[Items from a dataset]

= Beginning of Section =

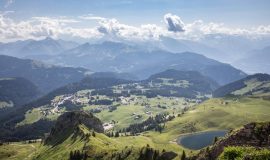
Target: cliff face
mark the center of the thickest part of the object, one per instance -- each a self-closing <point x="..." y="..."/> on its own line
<point x="253" y="134"/>
<point x="68" y="123"/>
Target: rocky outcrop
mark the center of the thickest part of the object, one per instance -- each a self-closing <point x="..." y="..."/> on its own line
<point x="69" y="122"/>
<point x="252" y="134"/>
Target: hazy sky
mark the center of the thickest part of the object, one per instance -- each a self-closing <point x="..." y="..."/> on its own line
<point x="135" y="12"/>
<point x="192" y="16"/>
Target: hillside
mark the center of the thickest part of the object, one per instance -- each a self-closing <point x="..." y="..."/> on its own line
<point x="17" y="91"/>
<point x="167" y="91"/>
<point x="83" y="133"/>
<point x="258" y="84"/>
<point x="195" y="80"/>
<point x="143" y="62"/>
<point x="249" y="142"/>
<point x="46" y="77"/>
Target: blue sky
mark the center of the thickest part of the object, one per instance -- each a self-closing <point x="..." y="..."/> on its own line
<point x="132" y="19"/>
<point x="135" y="12"/>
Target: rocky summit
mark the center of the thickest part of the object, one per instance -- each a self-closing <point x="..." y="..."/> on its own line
<point x="69" y="122"/>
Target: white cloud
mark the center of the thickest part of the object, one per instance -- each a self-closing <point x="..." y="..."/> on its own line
<point x="112" y="29"/>
<point x="174" y="23"/>
<point x="8" y="3"/>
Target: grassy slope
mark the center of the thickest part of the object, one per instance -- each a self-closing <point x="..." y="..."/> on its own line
<point x="213" y="114"/>
<point x="18" y="151"/>
<point x="244" y="152"/>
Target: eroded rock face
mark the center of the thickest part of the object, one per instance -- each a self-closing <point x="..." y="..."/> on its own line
<point x="252" y="134"/>
<point x="68" y="123"/>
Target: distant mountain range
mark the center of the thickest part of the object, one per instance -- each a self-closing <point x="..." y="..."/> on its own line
<point x="120" y="57"/>
<point x="45" y="77"/>
<point x="232" y="49"/>
<point x="256" y="61"/>
<point x="17" y="91"/>
<point x="258" y="84"/>
<point x="35" y="48"/>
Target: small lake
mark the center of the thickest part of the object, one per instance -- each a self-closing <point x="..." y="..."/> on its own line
<point x="199" y="140"/>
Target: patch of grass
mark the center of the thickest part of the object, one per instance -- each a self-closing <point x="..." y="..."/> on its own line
<point x="245" y="153"/>
<point x="18" y="151"/>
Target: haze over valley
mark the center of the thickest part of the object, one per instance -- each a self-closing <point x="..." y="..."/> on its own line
<point x="134" y="80"/>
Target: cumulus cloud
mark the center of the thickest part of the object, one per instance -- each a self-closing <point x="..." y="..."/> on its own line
<point x="112" y="29"/>
<point x="8" y="3"/>
<point x="174" y="23"/>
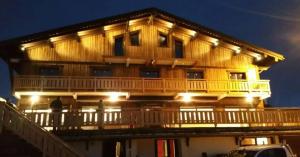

= End of Section =

TASK INSTRUCTIONS ->
Restate each of the entries above word for word and skip every image.

EXPECTED ANSWER ->
Target: cliff face
mark the center of the thickest part of the object, one per instance -- each a self-closing <point x="..." y="..."/> on its own line
<point x="253" y="134"/>
<point x="68" y="123"/>
Target: rocky outcrop
mark the center of the thickest part of the object, one per instance -- each a self-closing <point x="..." y="..."/> on its own line
<point x="69" y="122"/>
<point x="252" y="134"/>
Target: hazy sky
mark the center of the thickest part of the object, one per instance -- each a self-closing <point x="..." y="..."/> on its own line
<point x="135" y="12"/>
<point x="192" y="16"/>
Target: hillside
mark the center of the thickest part of the object, one per instance -- each a self-closing <point x="..." y="..."/> on its own line
<point x="17" y="91"/>
<point x="167" y="91"/>
<point x="83" y="133"/>
<point x="258" y="84"/>
<point x="195" y="80"/>
<point x="143" y="62"/>
<point x="249" y="142"/>
<point x="46" y="77"/>
Target: blue sky
mark the center of the thickest part of the object, one per instance -- each a self-closing <point x="..." y="..."/> on its own line
<point x="132" y="19"/>
<point x="135" y="12"/>
Target: rocky summit
mark the center of the thickest part of the object, one per instance -- each a self-closing <point x="..." y="..."/> on its own line
<point x="69" y="122"/>
Target: white cloud
mark the center of the thickest part of the object, one per instance -- each a self-closing <point x="..." y="..."/> on its own line
<point x="112" y="29"/>
<point x="174" y="23"/>
<point x="8" y="3"/>
Target: grassy slope
mark the center of the thickest part of the object, one per instance -- each a self-closing <point x="..." y="..."/> on its own line
<point x="213" y="114"/>
<point x="18" y="151"/>
<point x="244" y="152"/>
Target: eroded rock face
mark the center of the thickest part of the object, one per instance -- each a self-closing <point x="..." y="..."/> on its own line
<point x="252" y="134"/>
<point x="68" y="123"/>
Target: distant mountain range
mark the center of the thickest part of the object, one per instance -- each a self-closing <point x="..." y="..."/> on its own line
<point x="120" y="57"/>
<point x="45" y="77"/>
<point x="232" y="49"/>
<point x="256" y="61"/>
<point x="17" y="91"/>
<point x="258" y="84"/>
<point x="35" y="48"/>
Target: small lake
mark the center of the thickest part of the object, one per instance -- each a self-closing <point x="..." y="..."/> on its own line
<point x="199" y="140"/>
Target: patch of grass
mark the center of the thickest part of the object, one per instance -- each a self-closing <point x="..." y="..."/> on its own line
<point x="245" y="153"/>
<point x="18" y="151"/>
Target: haze over valley
mark the center of the thickest part of the object, one per instance -- each a self-closing <point x="..." y="..."/> on its own line
<point x="134" y="80"/>
Target: cumulus cloud
mark the center of the thickest part of the object, one per instance -- each a self-closing <point x="..." y="..."/> on its own line
<point x="112" y="29"/>
<point x="8" y="3"/>
<point x="174" y="23"/>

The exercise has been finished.